**REQUIREMENT 1**
According to the Lona Group article, in what year was the company founded?
**REQUIREMENT 2**
Copy the Lona Group article's text starting at "Approaching agriculture in" and ending at "Africa’s agricultural economy.", substituting "supreme" for "king".

**PASSAGE FOR REVIEW**
• • • •

Approaching agriculture in an innovative way, Lona Group is providing a platform for progression across South Africa 

Writer: Jonathan Dyble

Project Manager: Lewis Bush

Fruit is king when it comes to South Africa’s agricultural economy.

Each year, approximately 4.7 million tonnes of it are produced across the country according to statistics from Fruit South Africa, contributing around R98 billion to national GDP and directly sustaining the jobs of 180,000 people.

Within this, citrus has become the most substantial subsector. 

In the half decade since 1965, output has risen from 10 million to 177 million 15-kilogram equivalent cartons, and today well over half of the total produced in South Africa can be categorised as citrus, contributing roughly 30 percent of the total value of the entire national fruit industry.

Lona Group is one company that has not only continued to capitalise on this but has equally helped drive the industry’s growth trajectory upwards.

Founded in 1996 in the wake of the deregulation of South Africa’s agricultural sector, the Group has since established itself as a leading national fruit exportation firm.

• • • •

**THE DATA**
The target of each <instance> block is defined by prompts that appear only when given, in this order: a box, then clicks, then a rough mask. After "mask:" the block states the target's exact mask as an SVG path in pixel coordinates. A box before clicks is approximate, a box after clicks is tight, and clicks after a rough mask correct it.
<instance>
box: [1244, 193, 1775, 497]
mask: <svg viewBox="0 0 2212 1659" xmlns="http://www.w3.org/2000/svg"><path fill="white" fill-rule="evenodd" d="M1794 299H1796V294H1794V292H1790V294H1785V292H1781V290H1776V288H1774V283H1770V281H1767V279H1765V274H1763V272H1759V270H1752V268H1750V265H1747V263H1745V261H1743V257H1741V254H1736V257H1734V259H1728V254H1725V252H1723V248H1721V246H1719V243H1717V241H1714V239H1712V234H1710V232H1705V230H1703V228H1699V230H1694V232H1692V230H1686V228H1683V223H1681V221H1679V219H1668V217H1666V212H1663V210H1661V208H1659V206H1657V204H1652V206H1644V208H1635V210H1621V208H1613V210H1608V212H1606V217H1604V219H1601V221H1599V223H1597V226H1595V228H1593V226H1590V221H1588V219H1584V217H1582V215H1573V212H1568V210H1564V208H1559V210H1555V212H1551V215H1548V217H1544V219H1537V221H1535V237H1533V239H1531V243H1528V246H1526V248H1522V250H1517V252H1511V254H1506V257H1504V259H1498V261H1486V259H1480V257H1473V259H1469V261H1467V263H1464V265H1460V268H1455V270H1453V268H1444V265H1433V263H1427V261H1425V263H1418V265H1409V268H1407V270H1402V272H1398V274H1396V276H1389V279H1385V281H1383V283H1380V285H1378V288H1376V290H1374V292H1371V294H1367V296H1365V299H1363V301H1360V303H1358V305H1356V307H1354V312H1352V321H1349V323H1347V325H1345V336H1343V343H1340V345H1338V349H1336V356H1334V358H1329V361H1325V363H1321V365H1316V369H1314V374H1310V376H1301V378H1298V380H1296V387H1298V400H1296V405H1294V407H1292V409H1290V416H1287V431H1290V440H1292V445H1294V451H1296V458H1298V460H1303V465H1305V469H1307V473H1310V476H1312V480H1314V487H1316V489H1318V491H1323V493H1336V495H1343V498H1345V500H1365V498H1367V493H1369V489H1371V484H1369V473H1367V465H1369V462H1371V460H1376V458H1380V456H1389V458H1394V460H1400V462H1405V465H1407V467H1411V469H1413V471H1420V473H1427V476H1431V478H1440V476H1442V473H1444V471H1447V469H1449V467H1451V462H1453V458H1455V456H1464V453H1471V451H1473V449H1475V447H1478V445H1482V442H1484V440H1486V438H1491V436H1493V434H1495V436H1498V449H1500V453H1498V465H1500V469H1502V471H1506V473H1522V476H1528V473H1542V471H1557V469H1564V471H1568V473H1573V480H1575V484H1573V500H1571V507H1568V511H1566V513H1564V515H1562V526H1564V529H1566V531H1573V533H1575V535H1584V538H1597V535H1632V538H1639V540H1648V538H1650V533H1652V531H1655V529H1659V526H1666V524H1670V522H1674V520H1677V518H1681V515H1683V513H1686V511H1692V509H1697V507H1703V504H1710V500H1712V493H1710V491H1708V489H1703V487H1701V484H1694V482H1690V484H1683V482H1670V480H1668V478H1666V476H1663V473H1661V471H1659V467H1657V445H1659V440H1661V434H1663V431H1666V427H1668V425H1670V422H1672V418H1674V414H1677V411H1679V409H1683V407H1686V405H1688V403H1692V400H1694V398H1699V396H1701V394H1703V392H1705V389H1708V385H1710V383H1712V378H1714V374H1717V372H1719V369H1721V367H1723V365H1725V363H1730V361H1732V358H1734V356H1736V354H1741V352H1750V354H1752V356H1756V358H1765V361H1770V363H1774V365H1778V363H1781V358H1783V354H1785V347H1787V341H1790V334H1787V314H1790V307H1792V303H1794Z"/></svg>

• • • •

**YOUR SOLUTION 1**
1996

**YOUR SOLUTION 2**
Approaching agriculture in an innovative way, Lona Group is providing a platform for progression across South Africa 

Writer: Jonathan Dyble

Project Manager: Lewis Bush

Fruit is supreme when it comes to South Africa’s agricultural economy.